* _Aim_: Copy every row below verbatim, character for character, with nothing changed or left out.

[Object position labeling entries]

++++++++++++++++++++

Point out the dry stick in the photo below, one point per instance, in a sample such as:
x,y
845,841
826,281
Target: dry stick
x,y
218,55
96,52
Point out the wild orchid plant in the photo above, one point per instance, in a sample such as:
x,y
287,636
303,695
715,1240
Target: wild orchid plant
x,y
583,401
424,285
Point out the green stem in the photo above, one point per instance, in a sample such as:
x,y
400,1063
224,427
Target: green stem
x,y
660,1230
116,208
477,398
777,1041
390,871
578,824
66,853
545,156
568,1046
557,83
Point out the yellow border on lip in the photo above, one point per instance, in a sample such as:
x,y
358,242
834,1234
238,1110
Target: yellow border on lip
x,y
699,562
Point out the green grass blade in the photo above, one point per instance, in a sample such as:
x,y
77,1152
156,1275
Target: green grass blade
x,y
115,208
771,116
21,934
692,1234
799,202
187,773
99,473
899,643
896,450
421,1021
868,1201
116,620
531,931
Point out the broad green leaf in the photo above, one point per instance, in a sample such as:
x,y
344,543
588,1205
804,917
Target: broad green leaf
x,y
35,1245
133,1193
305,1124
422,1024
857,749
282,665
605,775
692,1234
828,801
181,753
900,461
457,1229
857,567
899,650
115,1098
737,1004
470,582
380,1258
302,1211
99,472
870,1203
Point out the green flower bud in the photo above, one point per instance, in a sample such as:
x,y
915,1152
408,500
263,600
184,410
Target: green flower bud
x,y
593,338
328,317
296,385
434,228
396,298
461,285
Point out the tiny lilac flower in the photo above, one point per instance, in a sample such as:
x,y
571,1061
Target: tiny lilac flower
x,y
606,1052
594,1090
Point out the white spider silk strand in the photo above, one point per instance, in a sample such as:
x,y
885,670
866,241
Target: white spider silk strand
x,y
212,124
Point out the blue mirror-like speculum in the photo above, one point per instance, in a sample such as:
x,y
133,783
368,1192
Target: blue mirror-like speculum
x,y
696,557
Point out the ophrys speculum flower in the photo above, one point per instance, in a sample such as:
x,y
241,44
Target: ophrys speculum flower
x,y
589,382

++++++++++++++++++++

* _Full response_:
Point out the dry stick in the photo below, one point per instance, in a sample such as:
x,y
845,841
826,281
Target: dry stick
x,y
218,55
96,52
Point out the wild orchid plant in the photo above, one point per instance, in a sample such as:
x,y
287,636
303,695
715,1240
Target: wild orchid plant
x,y
583,401
424,285
Point out the green stem in the photo above, one point per instance, in a sample such as:
x,y
400,1063
224,427
Target: green stem
x,y
660,1230
116,208
477,398
777,1041
390,871
578,824
66,853
545,156
568,1046
557,83
Point out the yellow border on lip in the photo above, one point per instance, in a sample such as:
x,y
358,242
834,1234
238,1110
Target: yellow border on lip
x,y
699,562
Point out the green grass blade in the photo above, one point per instance, in a sample such as:
x,y
77,1152
156,1275
Target: green grass blade
x,y
115,208
771,116
21,934
692,1234
799,202
187,773
99,473
899,643
896,450
421,1021
868,1201
116,620
531,931
Point out the broad green leaf in the photo above, one point per instance, in a sample such as:
x,y
344,543
588,1205
804,917
Target: broad green leaf
x,y
35,1245
133,1193
305,1124
422,1024
857,749
282,665
605,775
692,1234
828,801
181,753
900,461
457,1229
857,567
899,650
115,1098
737,1004
470,582
380,1258
302,1211
99,472
870,1203
Point out the green flower bud in the photo above, one point per instance, in a sample such as:
x,y
915,1152
408,500
263,600
184,410
Target: green flower bud
x,y
593,338
328,317
296,385
434,228
396,298
461,285
Point out the tiny lilac flower in the photo above, one point per instance, in a sample such as:
x,y
571,1061
Target: tiny lilac flower
x,y
606,1052
594,1090
Point out the white spider silk strand in the photo above, one point per instance, in a sample such as:
x,y
885,670
866,241
Target: white spider silk strand
x,y
212,124
Point out the blue mirror-like speculum in the photo above, one point per instance, in a sample such as:
x,y
133,783
368,1192
Target: blue mirror-like speculum
x,y
696,557
Point out the ophrys speculum flower in the photo above, one point per instance, in a sample such as:
x,y
241,44
Target: ophrys speculum flower
x,y
589,382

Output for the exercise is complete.